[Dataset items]

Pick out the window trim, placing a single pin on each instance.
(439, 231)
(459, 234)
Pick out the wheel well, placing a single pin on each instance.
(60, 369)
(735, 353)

_TASK PROMPT:_
Update the listing by replacing each "pin" with "marker" and keeping everything else the same.

_EXERCISE SOLUTION:_
Pick out the window trim, placing a single marker on each instance.
(439, 231)
(459, 234)
Pick out the wheel well, placing a single marker on each instance.
(60, 369)
(735, 353)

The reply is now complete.